Encontrar tantos paralelismos entre una y otra Buenos Aires refleja una conclusión aterradora, quizás por cuanto lo que parece definir nuestro comportamiento no es ni la evidencia disponible, ni el método ni la evolución societal, sino algo que anida en la naturaleza inapelable del humano frente a los momentos de crisis.

Allá y acá nos encontramos esencialmente inermes frente a la indiferencia de la naturaleza. Es que las enfermedades infectocontagiosas del pasado vuelven a ser una pesadilla en el presente (y en el futuro), a pesar de la revolución científica que puso en nuestras manos al antibiótico, al antiviral y a la vacuna. La reducción del celo en medidas preventivo-promocionales orientadas al primer nivel de atención, la utilización masiva de agroquímicos, el uso y abuso en la administración de fármacos para uso humano o para el engorde de animales de consumo, los movimientos antivacunas, los sistemas de abastecimiento de escala nunca antes vista o la propia globalización con el transporte mundial de mercaderías y personas, son algunos de los elementos que explican esta resurrección. Todo lo cual parece fundirse pedagógicamente en una frase: el mundo, tal vez, no sea tan nuestro como creemos.
━━━━
Tareas requeridas –
**A)** Según el texto sobre las enfermedades infectocontagiosas, ¿qué puso en nuestras manos la revolución científica?
**B)** Prosiga el texto sobre las enfermedades infectocontagiosas a partir de su última oración.

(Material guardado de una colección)
━━━━
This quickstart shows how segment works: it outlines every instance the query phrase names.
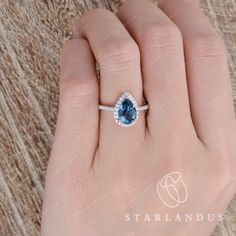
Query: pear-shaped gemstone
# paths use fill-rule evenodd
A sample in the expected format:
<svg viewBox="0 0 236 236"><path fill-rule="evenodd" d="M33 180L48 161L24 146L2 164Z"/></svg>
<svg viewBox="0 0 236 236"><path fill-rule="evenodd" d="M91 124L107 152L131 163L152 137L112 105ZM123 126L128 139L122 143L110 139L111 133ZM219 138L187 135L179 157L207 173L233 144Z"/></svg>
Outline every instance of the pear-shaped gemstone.
<svg viewBox="0 0 236 236"><path fill-rule="evenodd" d="M118 120L124 125L131 125L137 119L137 110L129 98L125 98L118 108Z"/></svg>

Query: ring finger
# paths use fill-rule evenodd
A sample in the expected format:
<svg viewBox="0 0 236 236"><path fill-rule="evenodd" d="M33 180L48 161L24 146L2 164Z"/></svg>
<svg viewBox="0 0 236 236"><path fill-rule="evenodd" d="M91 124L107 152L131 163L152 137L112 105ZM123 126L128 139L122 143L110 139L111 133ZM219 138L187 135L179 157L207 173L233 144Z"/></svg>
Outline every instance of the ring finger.
<svg viewBox="0 0 236 236"><path fill-rule="evenodd" d="M97 9L85 14L74 28L75 34L86 38L100 68L100 103L114 106L119 97L129 92L138 105L143 101L142 77L139 49L118 18L107 10ZM114 122L110 111L100 114L99 149L103 140L110 146L122 146L123 150L135 147L145 134L144 115L140 114L137 124L122 128ZM127 142L128 140L128 142ZM105 149L105 148L104 148Z"/></svg>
━━━━
Resultados de las tareas –
**A)** El antibiótico, el antiviral y la vacuna.

**B)**
Allá y acá enfrentamos una contingencia de la naturaleza que nos acecha sin la sordidez discriminatoria de la mirada humana: afecta sin distinción de clase social, de religión o de color. Y, sin embargo, allá y acá son los mismos quienes padecen el extremo pesado de la historia: por no poder adaptar su forma de trabajo, por las malas condiciones en las que viven, por no poder migrar hacia countries o casas de campo, por su baja o nula capacidad de ahorro, por no trabajar en blanco o en el Estado, por ser independientes o monotributistas, por no tener la certeza de recibir un sueldo a fin de mes, por cargar con la responsabilidad última de que el mundo se sostenga unido. Así la historia se repite y descubrimos que la grieta, en verdad, es una sola: la que separa a los que pueden salvarse, de los que no.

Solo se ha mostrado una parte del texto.